Tony Macaroni's Conch Experience


Tony Macaroni's World Famous Conch Experience at Taino Beach in Grand Bahama Island, Bahamas is  known for some of the best conch and fish dishes on the island for 22 years. What started as a humble thatch-roofed hut on the sand, has gone through several  transformations over the years, most in part to hurricanes Sandy and Jean. Today Tony Macaroni's still provides one of the best local beach scenes, a thatch-roofed hut  is still there, but now it's situated on stilts and has a large deck overlooking pristine sands and sea.  Sand in your shoes or toes is now optional.

Proprietor, Anthony ' Tony Macaroni' Hanna is a 2003 Ministry of Tourism Cacique Award recipient, taking the highest honour, 'The Minister's Award.'   Hanna explains how it all got started, "I used to have lunch almost daily at 'Billy Joes' the beach restaurant which still operates today beside the Memories Resort property. When I found out that I had an opportunity to start another business and could have space in Count Basie Square near the main dock I went to John Gilbert (Billy Joe) and asked his permission to use his recipe for Grilled Conch, but I would change the name and ingredients, and thus my Roast Conch was born."
=-=-=-=-=
[Actions to take]
(A) From the Tony Macaroni's text, write out everything from "Tony Macaroni's World" down to "is now optional.".
(B) Answer these from the Tony Macaroni's text:
(i) For how many years has the restaurant been known for its conch and fish dishes?
(ii) Which award did Hanna receive in 2003?
(iii) Whose Grilled Conch recipe did Hanna ask permission to use?

[Dataset]
=-=-=-=-=
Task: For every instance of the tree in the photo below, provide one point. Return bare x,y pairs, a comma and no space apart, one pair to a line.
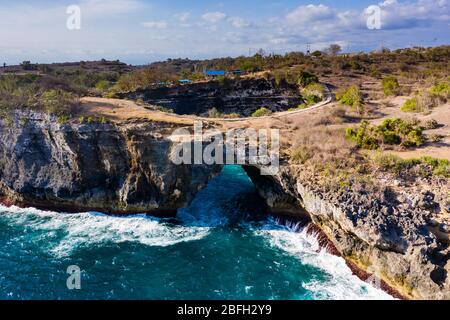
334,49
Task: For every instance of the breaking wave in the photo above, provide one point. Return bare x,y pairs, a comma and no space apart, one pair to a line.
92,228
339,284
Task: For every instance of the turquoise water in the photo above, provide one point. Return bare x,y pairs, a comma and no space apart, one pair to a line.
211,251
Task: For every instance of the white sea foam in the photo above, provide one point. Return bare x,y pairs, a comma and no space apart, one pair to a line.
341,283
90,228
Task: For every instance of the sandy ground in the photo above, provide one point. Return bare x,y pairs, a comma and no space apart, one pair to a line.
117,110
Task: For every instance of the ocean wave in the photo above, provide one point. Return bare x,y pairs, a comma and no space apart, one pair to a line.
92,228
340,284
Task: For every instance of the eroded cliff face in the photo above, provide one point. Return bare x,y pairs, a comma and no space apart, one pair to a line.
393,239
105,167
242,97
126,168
=-=-=-=-=
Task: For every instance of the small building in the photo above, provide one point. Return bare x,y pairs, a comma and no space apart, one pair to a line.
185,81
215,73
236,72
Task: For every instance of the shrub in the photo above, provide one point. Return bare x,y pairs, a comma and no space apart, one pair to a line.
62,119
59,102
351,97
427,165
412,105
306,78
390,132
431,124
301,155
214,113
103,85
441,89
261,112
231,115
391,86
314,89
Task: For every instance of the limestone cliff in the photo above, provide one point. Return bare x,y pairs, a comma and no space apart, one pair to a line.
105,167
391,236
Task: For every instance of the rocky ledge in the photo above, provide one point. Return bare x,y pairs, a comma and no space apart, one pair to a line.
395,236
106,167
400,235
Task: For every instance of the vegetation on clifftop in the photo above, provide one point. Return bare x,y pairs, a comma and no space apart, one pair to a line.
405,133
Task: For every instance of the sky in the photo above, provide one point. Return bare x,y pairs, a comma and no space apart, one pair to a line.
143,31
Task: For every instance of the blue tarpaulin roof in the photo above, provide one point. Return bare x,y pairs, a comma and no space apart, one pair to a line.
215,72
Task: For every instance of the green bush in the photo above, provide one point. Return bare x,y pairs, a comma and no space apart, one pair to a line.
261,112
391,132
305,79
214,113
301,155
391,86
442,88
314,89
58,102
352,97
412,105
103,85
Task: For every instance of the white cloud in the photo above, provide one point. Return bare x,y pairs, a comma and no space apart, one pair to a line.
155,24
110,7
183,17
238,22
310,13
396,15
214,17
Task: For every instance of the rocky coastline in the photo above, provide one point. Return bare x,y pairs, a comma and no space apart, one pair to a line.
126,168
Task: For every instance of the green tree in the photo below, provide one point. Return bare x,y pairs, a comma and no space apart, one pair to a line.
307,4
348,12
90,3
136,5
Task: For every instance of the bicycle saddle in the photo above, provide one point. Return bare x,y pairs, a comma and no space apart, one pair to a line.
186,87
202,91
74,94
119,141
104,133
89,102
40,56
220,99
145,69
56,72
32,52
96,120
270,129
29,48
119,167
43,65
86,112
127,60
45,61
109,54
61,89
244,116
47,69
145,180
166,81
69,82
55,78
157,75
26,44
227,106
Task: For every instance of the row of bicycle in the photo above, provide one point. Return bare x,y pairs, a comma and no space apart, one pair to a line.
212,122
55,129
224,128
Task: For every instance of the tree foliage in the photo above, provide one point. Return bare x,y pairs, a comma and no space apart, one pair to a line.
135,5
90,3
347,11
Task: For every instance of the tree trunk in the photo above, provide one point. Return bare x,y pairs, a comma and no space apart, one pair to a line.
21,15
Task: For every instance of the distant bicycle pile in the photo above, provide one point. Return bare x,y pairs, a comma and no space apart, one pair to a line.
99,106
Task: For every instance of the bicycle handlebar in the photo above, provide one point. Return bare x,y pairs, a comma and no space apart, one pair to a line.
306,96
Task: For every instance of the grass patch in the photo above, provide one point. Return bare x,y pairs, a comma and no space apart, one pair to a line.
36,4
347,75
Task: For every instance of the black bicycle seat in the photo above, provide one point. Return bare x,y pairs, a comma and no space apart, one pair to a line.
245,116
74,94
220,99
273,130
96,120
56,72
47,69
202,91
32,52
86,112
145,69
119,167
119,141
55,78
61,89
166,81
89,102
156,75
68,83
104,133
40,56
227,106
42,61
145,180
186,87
=-=-=-=-=
[Answers provided]
(A)
Tony Macaroni's World Famous Conch Experience at Taino Beach in Grand Bahama Island, Bahamas is  known for some of the best conch and fish dishes on the island for 22 years. What started as a humble thatch-roofed hut on the sand, has gone through several  transformations over the years, most in part to hurricanes Sandy and Jean. Today Tony Macaroni's still provides one of the best local beach scenes, a thatch-roofed hut  is still there, but now it's situated on stilts and has a large deck overlooking pristine sands and sea.  Sand in your shoes or toes is now optional.

(B)
(i) 22 years.
(ii) The 2003 Ministry of Tourism Cacique Award, taking its highest honor, "The Minister's Award."
(iii) John Gilbert's (Billy Joe's).